A história do Constantine, chamada "Este é o diário de Danny Drake", é muito boa. É apresentada em camadas, começando de maneira ordinária, contando com revelações e uma conclusão amarga. E tudo isso em uma história solo, com poucas conexões cronológicas.
A segunda história, "Mulher caída", prossegue a trama de vingança do Primeiro dos Caídos contra Constantine. As peças são colocadas no tabuleiro, e a ação ainda virá. Curioso notar que Tali, o anjo e Chantinelle, a demônio, e o filho desse amor proibido, tudo isso pode ser o protótipo de trama principal do Preacher.

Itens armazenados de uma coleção
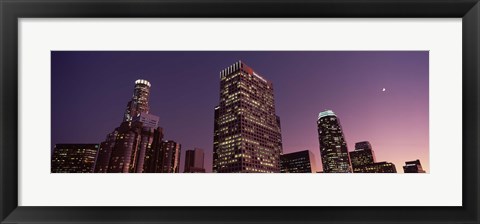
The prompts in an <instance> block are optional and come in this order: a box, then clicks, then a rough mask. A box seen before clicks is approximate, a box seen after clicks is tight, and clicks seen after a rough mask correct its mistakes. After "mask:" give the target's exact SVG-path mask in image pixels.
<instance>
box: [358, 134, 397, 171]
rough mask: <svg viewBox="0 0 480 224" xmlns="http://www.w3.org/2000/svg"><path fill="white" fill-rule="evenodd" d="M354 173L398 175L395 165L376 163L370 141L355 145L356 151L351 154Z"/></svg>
mask: <svg viewBox="0 0 480 224" xmlns="http://www.w3.org/2000/svg"><path fill="white" fill-rule="evenodd" d="M349 154H350V161H351V162H352V170H353V172H354V173H396V172H397V169H396V167H395V164H393V163H389V162H376V160H375V153H374V151H373V149H372V145H371V144H370V142H368V141H363V142H357V143H355V150H354V151H351V152H349Z"/></svg>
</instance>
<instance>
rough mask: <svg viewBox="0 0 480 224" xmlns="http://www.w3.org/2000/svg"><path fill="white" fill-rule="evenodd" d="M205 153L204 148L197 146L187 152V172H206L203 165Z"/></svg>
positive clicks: (186, 167) (194, 172)
mask: <svg viewBox="0 0 480 224" xmlns="http://www.w3.org/2000/svg"><path fill="white" fill-rule="evenodd" d="M204 156H205V153H204V152H203V149H199V148H195V149H194V150H187V151H186V152H185V169H184V172H185V173H205V168H204V166H203V161H204Z"/></svg>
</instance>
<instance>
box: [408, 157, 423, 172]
mask: <svg viewBox="0 0 480 224" xmlns="http://www.w3.org/2000/svg"><path fill="white" fill-rule="evenodd" d="M403 172H404V173H425V170H423V168H422V164H421V163H420V160H418V159H417V160H414V161H407V162H405V166H403Z"/></svg>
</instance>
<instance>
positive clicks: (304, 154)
mask: <svg viewBox="0 0 480 224" xmlns="http://www.w3.org/2000/svg"><path fill="white" fill-rule="evenodd" d="M280 160H281V172H282V173H315V172H316V170H315V168H316V163H315V157H314V156H313V153H312V152H310V150H303V151H298V152H292V153H288V154H283V155H281V156H280Z"/></svg>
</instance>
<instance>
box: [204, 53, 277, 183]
mask: <svg viewBox="0 0 480 224" xmlns="http://www.w3.org/2000/svg"><path fill="white" fill-rule="evenodd" d="M279 123H280V119H279V118H278V116H277V115H276V114H275V100H274V94H273V84H272V82H270V81H268V80H266V79H264V78H263V77H261V76H260V75H258V74H257V73H256V72H255V71H254V70H253V69H252V68H250V67H248V66H247V65H246V64H245V63H243V62H241V61H239V62H236V63H234V64H233V65H231V66H229V67H227V68H225V69H223V70H222V71H221V72H220V102H219V105H218V106H217V107H215V122H214V140H213V142H214V143H213V172H216V173H248V172H253V173H260V172H261V173H278V172H280V154H281V153H282V137H281V130H280V125H279Z"/></svg>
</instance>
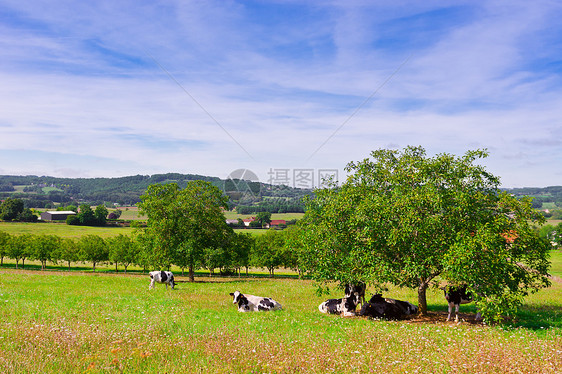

Ações a realizar:
**A)** Copie o trecho do texto sobre as histórias de Constantine que vai de "A história do" até "principal do Preacher.", inclusive.
**B)** Dê prosseguimento ao texto sobre as histórias de Constantine, começando logo após a última frase apresentada.

Tarefas resolvidas:
**A)**
A história do Constantine, chamada "Este é o diário de Danny Drake", é muito boa. É apresentada em camadas, começando de maneira ordinária, contando com revelações e uma conclusão amarga. E tudo isso em uma história solo, com poucas conexões cronológicas.
A segunda história, "Mulher caída", prossegue a trama de vingança do Primeiro dos Caídos contra Constantine. As peças são colocadas no tabuleiro, e a ação ainda virá. Curioso notar que Tali, o anjo e Chantinelle, a demônio, e o filho desse amor proibido, tudo isso pode ser o protótipo de trama principal do Preacher.

**B)**
Temos mais Livros de Magia. A não-linearidade é explorada. A Molly é um exemplar de "Maniac Pixie Dream Girl" do Tim Hunter. A referência a Barbatos lembra imediatamente o personagem desenvolvido pelo Grant Morrison. Mas é apenas um demônio, e não o demônio-morcego. É dele a frase que fundamenta a mistura de passado e futuro: "o tempo é um continuum fluído, e o que você chama de passado e futuro são apenas correntes... correntes em constante mudança". Uma vez mais, surge um candidato a tutor do jovem Tim Hunter. Parece uma vida de celebridade mirim, um prodígio que atrai todo tipo de pretenso "protetor", que na verdade é um tipo de explorador. O primeiro candidato foi o próprio Tim do futuro. O segundo aparece na próxima história, na primeira parte do arco "Sacrifícios". É um cara (ou ser) sinistro que se torna vizinho dos Hunter. O gancho final é eletrizante.